Opinion
NOT A PROP
The dangerous logic behind Mamdani’s synagogue critique
As the executive director of the Jewish Orthodox Feminist Alliance, I have a vested interest in protecting the sacredness of synagogue spaces, and there is a fundamental error behind Mayor-elect Zohran Mamdani’s response to the Nefesh B’Nefesh event at Park East Synagogue and the threatening protests last week.
His press secretary, Dora Pekec, issued a statement insisting Mamdani “believes every New Yorker should be free to enter a house of worship without intimidation, and that these sacred spaces should not be used to promote activities in violation of international law.”
Park East Synagogue/Facebook
The sanctuary of Park East Synagogue in New York City.
What this statement gets wrong about synagogues is not only a matter of politics. It is his fundamental misunderstanding of what makes a space sacred, and his willingness to weaponize that misunderstanding against Jewish communal life.
A synagogue isn’t holy because it resembles a public institution or because it hosts community programming. A synagogue becomes sacred because a community — Jewish women and men, girls and boys — chooses to bind itself to God, to one another and to the obligations of Jewish life within its walls. It is not a museum, nor a community center, nor a neutral town square. It is a beit knesset, a house of gathering; a beit tefillah, a house of prayer; a mikdash me’at, a miniature sanctuary. Its sanctity flows from covenant, not from consensus.

* * *

> [WORK REQUEST]
In the opinion piece, who issued the statement on Mamdani's behalf?

* * *

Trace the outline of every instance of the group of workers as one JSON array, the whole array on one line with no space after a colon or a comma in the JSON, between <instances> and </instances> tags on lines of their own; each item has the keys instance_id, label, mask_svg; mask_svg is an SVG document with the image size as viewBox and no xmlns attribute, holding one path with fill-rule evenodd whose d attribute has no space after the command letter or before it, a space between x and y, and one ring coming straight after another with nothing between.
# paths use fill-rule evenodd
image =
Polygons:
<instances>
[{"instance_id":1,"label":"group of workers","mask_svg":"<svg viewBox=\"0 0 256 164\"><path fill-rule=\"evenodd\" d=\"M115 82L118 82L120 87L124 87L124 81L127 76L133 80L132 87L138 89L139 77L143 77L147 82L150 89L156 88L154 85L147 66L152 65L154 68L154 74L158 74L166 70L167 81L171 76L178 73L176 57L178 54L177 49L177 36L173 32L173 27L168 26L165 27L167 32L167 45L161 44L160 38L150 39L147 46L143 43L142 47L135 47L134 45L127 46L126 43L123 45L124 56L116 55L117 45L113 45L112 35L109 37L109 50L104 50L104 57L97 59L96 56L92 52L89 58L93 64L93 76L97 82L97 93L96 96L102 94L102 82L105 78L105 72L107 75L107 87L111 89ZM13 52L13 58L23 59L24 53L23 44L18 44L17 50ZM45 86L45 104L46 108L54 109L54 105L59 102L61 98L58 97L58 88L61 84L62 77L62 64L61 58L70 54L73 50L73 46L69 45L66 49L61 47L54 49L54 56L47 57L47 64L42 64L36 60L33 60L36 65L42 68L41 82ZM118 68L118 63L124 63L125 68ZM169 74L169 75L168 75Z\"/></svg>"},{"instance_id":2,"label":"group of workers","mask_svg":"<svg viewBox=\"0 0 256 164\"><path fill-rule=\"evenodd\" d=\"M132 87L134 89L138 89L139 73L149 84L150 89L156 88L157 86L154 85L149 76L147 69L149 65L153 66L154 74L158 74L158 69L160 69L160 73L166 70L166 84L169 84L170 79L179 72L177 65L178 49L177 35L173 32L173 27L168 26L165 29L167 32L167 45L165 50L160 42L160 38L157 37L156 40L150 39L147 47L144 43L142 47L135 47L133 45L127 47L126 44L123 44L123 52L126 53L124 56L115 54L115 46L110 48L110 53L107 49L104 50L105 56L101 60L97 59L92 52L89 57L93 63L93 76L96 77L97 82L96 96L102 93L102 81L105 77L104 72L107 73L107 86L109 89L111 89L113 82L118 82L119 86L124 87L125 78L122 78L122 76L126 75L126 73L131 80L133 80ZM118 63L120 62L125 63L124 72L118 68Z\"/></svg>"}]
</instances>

* * *

> [WRITTEN RESPONSE]
His press secretary, Dora Pekec.